◆ Given request: Gather every line of the records below that contains the word "cabinet", and copy each of those lines in full.
-- begin Extracted entries --
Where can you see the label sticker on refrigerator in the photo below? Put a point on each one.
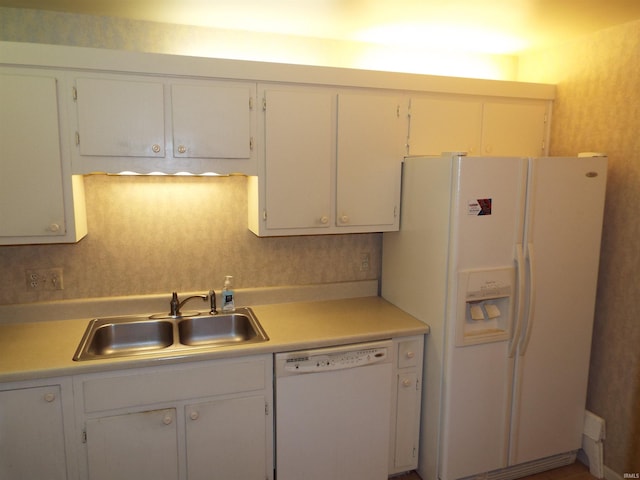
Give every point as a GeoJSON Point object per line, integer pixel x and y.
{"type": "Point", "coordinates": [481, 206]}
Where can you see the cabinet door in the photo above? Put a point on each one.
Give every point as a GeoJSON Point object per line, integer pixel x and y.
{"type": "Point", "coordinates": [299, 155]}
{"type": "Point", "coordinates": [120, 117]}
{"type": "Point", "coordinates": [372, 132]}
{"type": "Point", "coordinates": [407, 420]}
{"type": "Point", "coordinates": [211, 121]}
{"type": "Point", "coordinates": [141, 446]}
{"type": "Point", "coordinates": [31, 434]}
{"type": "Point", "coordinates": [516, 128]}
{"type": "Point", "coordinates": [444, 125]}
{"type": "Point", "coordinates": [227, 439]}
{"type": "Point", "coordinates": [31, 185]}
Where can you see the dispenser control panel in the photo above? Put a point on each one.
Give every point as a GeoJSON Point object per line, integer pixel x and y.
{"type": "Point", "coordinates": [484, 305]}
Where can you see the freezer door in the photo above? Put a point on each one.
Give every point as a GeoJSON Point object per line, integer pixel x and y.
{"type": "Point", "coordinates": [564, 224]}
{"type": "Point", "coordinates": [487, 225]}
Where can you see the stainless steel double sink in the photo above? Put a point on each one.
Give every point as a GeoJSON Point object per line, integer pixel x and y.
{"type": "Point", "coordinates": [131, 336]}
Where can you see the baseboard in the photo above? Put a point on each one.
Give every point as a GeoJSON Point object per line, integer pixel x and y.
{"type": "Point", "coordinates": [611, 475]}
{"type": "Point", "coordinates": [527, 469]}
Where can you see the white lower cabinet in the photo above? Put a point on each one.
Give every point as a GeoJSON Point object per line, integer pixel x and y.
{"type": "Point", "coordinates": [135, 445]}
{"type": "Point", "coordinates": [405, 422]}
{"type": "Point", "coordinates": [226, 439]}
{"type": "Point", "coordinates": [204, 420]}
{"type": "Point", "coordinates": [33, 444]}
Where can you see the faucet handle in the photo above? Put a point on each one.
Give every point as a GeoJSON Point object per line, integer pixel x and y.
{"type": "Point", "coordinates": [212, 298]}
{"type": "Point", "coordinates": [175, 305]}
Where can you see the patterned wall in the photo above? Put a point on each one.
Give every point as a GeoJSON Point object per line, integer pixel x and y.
-- end Extracted entries --
-- begin Extracted entries --
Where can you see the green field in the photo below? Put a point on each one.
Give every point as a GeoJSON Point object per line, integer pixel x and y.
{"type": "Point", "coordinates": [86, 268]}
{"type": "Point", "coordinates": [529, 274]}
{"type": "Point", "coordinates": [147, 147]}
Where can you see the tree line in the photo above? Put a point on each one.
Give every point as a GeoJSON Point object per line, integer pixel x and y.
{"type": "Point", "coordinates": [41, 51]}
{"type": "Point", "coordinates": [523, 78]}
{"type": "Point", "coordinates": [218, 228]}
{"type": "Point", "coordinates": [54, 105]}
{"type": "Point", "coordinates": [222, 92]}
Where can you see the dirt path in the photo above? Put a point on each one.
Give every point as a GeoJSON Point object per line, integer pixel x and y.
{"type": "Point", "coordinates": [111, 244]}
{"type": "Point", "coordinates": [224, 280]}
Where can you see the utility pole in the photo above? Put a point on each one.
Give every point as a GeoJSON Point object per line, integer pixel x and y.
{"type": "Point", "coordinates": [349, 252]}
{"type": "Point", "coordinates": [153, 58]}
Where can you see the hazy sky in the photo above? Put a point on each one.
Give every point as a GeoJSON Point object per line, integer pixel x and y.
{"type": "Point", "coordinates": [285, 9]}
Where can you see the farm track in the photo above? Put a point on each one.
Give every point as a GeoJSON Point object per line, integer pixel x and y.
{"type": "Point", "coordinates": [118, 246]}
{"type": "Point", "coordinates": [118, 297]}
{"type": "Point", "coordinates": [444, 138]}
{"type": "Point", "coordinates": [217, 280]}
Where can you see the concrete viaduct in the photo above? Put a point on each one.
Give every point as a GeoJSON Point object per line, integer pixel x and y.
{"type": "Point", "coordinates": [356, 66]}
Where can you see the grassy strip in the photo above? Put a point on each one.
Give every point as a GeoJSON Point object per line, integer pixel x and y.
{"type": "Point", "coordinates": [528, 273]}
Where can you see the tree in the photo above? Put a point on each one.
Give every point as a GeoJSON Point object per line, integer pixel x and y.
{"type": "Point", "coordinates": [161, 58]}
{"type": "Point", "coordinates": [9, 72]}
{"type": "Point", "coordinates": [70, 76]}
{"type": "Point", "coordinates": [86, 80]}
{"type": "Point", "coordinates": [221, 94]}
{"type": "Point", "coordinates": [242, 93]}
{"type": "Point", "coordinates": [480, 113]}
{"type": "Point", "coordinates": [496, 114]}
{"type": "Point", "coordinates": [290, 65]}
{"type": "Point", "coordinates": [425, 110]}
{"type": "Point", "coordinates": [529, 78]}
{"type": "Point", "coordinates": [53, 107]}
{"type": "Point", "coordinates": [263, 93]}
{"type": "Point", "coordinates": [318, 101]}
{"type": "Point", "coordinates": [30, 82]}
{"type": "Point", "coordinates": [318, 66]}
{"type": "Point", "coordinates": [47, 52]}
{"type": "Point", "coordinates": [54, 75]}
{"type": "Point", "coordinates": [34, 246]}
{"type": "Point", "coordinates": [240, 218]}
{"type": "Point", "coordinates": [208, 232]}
-- end Extracted entries --
◆ Final result:
Where can you see the cabinet door in the photo above? Put a point on each one.
Where can you see the white lower cabinet in the photo above? Put a point on each one.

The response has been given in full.